当前位置:网站首页>语料库数据处理个案实例(词性赋码、词性还原)
语料库数据处理个案实例(词性赋码、词性还原)
2022-06-23 03:49:00 【Triumph19】
7.2 词性赋码
7.2.1 词性赋码的基本操作
- 对文本进行词性赋码(part-of-speech tagging 或 POS tagging)是语料库语言学中最常见的文本处理任务之一。NLTK库页提供了词性赋码模块。请看下面的例子。
import nltk
string = "My father's name being Pririp,and my Christian name Philip,my infant tongue could make of both names nothing longer or more explicit than Pip. So,I called myself Pip,and came to be called Pip."
string_tokenized = nltk.word_tokenize(string)
string_postagged = nltk.pos_tag(string_tokenized)
string_postagged
- 在词性赋码前需对句子进行分词处理,所以首先需要利用nltk.word_tokenize()函数对string进行分词处理。然后,通过nltk.pos_tage()函数对分词后的列表进行词性赋码。词性赋码的打印结果如下:
[('My', 'PRP$'),
('father', 'NN'),
("'s", 'POS'),
('name', 'NN'),
('being', 'VBG'),
('Pririp', 'NNP'),
(',', ','),
('and', 'CC'),
('my', 'PRP$'),
('Christian', 'JJ'),
('name', 'NN'),
('Philip', 'NNP'),
(',', ','),
('my', 'PRP$'),
('infant', 'JJ'),
('tongue', 'NN'),
('could', 'MD'),
('make', 'VB'),
('of', 'IN'),
('both', 'DT'),
('names', 'NNS'),
('nothing', 'NN'),
('longer', 'RB'),
('or', 'CC'),
('more', 'JJR'),
('explicit', 'NNS'),
('than', 'IN'),
('Pip', 'NNP'),
('.', '.'),
('So', 'NNP'),
(',', ','),
('I', 'PRP'),
('called', 'VBD'),
('myself', 'PRP'),
('Pip', 'NNP'),
(',', ','),
('and', 'CC'),
('came', 'VBD'),
('to', 'TO'),
('be', 'VB'),
('called', 'VBN'),
('Pip', 'NNP'),
('.', '.')]
- 从结果可见,nltk.word_tokenize()函数词性赋码后,返回一个列表,该列表的每一个元素是一个元组,每个元组又有两个元素,分别是单词和它的词性码。

* 提取材料:
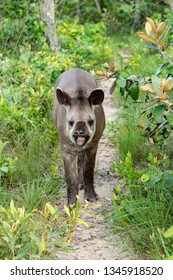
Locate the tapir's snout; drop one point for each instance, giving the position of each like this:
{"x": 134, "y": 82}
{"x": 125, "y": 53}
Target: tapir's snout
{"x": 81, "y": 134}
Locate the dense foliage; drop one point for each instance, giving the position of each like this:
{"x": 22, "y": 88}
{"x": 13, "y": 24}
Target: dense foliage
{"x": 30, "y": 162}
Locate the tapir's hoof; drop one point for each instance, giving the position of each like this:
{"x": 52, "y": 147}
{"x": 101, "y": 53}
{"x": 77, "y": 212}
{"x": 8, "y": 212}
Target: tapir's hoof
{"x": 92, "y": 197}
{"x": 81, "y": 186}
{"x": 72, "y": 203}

* * *

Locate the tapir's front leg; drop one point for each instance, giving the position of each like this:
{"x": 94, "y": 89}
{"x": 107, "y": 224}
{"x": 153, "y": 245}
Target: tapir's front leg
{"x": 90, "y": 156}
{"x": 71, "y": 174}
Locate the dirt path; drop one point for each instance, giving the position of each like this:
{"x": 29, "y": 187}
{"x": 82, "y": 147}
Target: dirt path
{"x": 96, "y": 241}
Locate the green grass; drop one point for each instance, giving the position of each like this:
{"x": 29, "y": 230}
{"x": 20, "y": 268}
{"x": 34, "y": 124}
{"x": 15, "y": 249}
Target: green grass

* 待解问题:
(A) 请将词性赋码节选中从"2022-06-23 03:49:00 【Triumph19】"到"string_tokenized = nltk.word_tokenize(string)"的这一段原样抄录出来。
(B) 根据词性赋码节选,在进行词性赋码之前,需要先对句子做哪种处理?

* 完整答案:
(A)
2022-06-23 03:49:00 【Triumph19】
7.2 词性赋码
7.2.1 词性赋码的基本操作
- 对文本进行词性赋码(part-of-speech tagging 或 POS tagging)是语料库语言学中最常见的文本处理任务之一。NLTK库页提供了词性赋码模块。请看下面的例子。
import nltk
string = "My father's name being Pririp,and my Christian name Philip,my infant tongue could make of both names nothing longer or more explicit than Pip. So,I called myself Pip,and came to be called Pip."
string_tokenized = nltk.word_tokenize(string)

(B) 需要先对句子进行分词处理。